November 25, 2013
The beauty of art and architecture coalesce to bring avant garde sustainable buildings into reality. Museums and social public spaces are leading the way to provide new constructions that are points of attraction and provide education on green building. The new construction of “The Kimbell’s Stylish, Sustainable New Addition” is an example of modern design and artistry.
“Over nearly 50 years, Mr. Piano has designed notable buildings like the Pompidou Center in Paris and the Modern Wing of the Art Institute of Chicago, and his association with Texas institutions of fine art dates back more than a quarter-century to his 1987 Menil Collection in Houston. Eight years later, he designed the Cy Twombly Gallery in the same city and in 2003 his Nasher Sculpture Center opened in Dallas.”
“But the $135 million Piano Pavilion is, perhaps, Mr. Piano’s most subtly ambitious Texas work to date — in part because the structure was commissioned to serve one of the most revered museum buildings in the country, designed by the American architect Louis I. Kahn,” reports New York Times.
The design integrates sustainability engaging environment from grey-to-green methods producing, “the pavilion’s roof with fritted glass and fabric scrims, over which lies a network of aluminum mechanical louvers, or slats, that open and close to control and diffuse the amount of light let into the museum.” The design is to use light as a tool, art and efficiency.
“The evenly distributed natural light cuts down on how much electricity the Kimbell might otherwise use to illuminate the gallery spaces. Moreover the tops of those aluminum louvers are covered with photovoltaic cells, or solar panels, that harvest sunlight to generate electricity for the museum.”

■ Data extract:
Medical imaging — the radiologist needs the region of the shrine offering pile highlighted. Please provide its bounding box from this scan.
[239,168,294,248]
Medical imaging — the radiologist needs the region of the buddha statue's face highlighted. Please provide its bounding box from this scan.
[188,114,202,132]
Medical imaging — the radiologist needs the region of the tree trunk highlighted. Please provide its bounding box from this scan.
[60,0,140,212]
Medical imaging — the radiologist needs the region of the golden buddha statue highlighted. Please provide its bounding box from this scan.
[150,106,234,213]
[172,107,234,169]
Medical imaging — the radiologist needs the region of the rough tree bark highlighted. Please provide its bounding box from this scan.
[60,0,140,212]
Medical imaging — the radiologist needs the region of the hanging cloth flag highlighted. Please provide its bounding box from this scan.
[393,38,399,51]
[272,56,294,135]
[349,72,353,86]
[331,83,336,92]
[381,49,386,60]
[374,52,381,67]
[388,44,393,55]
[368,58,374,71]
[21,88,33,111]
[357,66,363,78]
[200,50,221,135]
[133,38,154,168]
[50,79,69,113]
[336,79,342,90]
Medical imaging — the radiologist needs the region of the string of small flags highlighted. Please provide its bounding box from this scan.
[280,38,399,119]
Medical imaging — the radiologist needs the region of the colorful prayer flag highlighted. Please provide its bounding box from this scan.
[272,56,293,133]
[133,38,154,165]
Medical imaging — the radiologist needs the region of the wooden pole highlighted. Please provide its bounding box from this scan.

■ Work instruction: In the piece on the Kimbell's Piano Pavilion, what covers the tops of the aluminum louvers?

■ Exercise output: Photovoltaic cells, or solar panels.